*Exercise directions*:
In the material below, find the line that contains "Where can the child sitting" and the line that contains "Where can the man", then write out exactly those two lines and everything between them.

*Records to process*:
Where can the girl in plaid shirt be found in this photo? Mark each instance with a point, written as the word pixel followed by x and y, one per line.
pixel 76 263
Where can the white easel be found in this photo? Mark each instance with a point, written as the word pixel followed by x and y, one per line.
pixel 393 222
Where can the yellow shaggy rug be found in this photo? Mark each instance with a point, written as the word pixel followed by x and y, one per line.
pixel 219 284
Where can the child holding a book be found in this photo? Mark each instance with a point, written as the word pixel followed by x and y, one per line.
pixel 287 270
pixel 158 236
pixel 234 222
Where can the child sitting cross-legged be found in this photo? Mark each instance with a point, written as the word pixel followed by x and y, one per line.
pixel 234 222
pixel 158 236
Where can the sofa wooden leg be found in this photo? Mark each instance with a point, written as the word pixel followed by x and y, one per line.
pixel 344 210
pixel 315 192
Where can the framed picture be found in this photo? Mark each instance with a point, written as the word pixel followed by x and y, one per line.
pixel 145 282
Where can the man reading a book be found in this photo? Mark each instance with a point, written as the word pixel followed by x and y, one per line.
...
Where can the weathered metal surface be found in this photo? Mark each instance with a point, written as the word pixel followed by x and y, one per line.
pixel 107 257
...
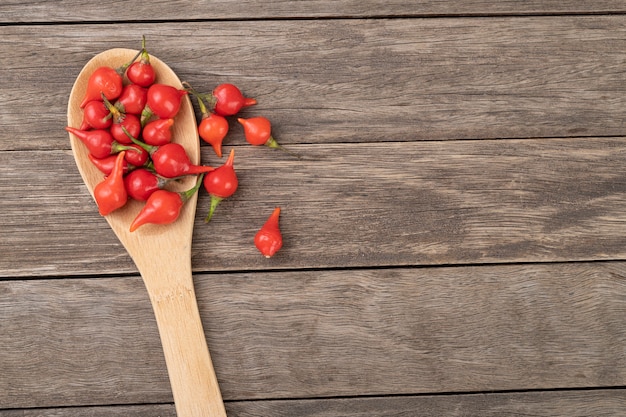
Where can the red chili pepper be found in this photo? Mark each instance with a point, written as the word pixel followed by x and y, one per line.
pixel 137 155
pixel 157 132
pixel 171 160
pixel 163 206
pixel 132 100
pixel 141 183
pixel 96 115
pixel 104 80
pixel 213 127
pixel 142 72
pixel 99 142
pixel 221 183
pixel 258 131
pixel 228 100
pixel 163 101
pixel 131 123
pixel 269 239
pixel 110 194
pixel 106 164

*Response to this exercise*:
Where can the child sitting cross-legged be found in this photo? Mark each instance with a point, written as the word pixel followed by x and y, one per line.
pixel 234 222
pixel 158 236
Where can the sofa wooden leg be found in this photo? Mark each instance with a point, written as the word pixel followed by x and y, one per line.
pixel 344 210
pixel 315 192
Where can the framed picture be found in this photo? Mark each instance with a point, written as the word pixel followed by x and y, one per line.
pixel 145 282
Where can the man reading a book be found in this photo? Mark each instance with a point, written as the word pixel followed by x and y, one per line.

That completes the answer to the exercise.